Records
________

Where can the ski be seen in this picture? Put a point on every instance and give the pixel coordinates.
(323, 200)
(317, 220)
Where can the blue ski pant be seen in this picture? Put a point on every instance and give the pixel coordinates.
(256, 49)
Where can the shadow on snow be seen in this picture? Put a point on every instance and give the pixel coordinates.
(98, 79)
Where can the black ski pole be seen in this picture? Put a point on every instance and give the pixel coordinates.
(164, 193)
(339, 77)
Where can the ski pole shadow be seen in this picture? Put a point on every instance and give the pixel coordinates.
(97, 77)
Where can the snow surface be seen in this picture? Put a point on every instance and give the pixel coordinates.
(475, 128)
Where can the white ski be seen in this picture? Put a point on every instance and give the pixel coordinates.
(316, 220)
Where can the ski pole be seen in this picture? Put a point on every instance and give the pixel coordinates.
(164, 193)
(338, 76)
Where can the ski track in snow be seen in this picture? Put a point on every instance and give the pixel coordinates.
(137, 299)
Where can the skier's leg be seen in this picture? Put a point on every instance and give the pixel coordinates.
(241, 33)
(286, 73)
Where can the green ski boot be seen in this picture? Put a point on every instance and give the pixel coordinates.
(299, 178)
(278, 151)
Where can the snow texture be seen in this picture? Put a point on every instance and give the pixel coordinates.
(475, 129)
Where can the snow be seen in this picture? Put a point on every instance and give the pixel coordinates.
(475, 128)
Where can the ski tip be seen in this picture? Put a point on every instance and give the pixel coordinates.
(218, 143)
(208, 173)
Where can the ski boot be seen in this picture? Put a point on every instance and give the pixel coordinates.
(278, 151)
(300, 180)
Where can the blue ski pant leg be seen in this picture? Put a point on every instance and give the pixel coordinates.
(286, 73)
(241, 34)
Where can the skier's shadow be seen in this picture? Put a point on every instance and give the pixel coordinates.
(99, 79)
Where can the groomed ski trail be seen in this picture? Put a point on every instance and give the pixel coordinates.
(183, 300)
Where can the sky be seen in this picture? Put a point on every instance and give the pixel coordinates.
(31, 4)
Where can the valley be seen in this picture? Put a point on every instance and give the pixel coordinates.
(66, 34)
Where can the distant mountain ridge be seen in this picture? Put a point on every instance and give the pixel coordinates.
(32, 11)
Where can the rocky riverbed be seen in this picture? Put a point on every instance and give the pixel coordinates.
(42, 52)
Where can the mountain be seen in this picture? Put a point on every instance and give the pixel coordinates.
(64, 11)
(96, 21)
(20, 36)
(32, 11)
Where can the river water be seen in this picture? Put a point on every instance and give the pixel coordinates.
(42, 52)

________

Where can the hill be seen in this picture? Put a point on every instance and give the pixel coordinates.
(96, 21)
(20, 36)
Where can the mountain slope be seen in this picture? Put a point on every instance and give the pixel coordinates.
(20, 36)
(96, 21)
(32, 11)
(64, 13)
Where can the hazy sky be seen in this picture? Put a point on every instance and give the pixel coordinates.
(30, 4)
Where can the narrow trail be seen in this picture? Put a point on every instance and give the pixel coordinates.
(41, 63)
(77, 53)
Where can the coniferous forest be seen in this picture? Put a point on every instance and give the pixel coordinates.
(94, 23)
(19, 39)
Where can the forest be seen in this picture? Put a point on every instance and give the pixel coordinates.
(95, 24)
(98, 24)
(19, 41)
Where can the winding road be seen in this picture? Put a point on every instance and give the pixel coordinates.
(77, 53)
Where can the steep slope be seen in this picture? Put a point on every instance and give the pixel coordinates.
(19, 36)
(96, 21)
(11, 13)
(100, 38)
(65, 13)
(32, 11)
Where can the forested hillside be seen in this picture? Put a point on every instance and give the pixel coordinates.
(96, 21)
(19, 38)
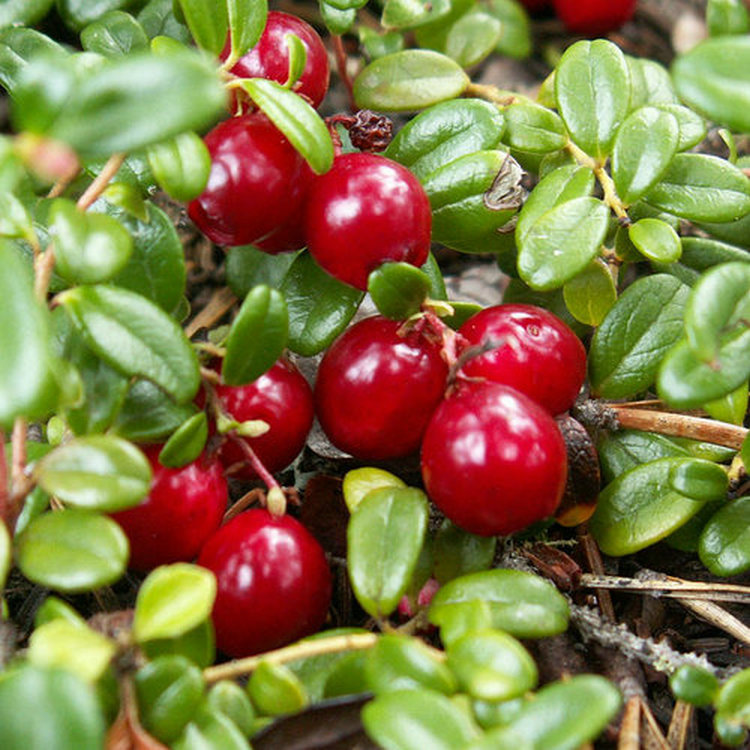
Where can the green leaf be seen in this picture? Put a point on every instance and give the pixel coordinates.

________

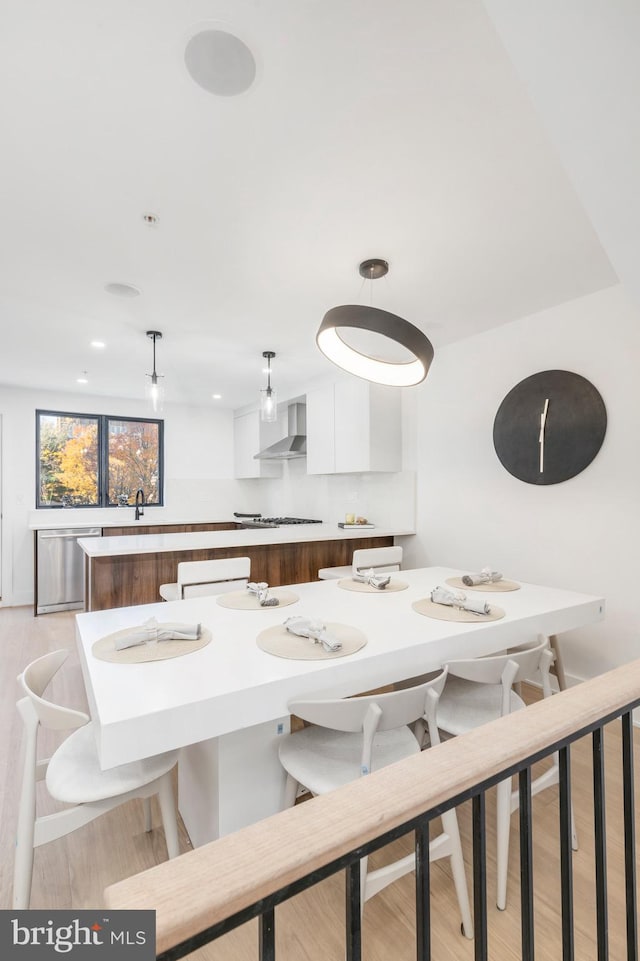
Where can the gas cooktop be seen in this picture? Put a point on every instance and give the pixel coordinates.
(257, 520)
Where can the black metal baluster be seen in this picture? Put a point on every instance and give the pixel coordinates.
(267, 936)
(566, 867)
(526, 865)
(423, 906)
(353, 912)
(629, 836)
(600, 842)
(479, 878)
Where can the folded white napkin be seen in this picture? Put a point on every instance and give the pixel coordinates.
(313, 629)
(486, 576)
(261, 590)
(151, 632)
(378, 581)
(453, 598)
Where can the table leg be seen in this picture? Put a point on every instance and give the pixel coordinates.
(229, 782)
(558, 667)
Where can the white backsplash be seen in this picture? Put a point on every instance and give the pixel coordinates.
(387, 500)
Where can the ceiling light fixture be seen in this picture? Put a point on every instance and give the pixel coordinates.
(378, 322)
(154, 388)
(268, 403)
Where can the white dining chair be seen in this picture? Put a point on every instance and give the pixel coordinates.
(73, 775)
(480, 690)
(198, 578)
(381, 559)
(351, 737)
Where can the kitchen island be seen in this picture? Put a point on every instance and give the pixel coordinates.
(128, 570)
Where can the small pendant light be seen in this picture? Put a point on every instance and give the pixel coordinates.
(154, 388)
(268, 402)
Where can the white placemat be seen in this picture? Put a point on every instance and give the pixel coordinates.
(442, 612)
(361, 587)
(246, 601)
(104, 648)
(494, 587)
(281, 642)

________

**What is needed**: Pick out each line of the data that contains the string "shadow", matching case exactly, and copy those lines.

**Written solution**:
Where can the shadow on snow be seen in this picture? Put a point on every instance and give the pixel coordinates.
Where can the ski pole shadow be seen in this picture? Put a point on every instance and give the pixel coordinates.
Where can the skier's shadow be seen in this picture? Put a point on every instance and give the pixel coordinates.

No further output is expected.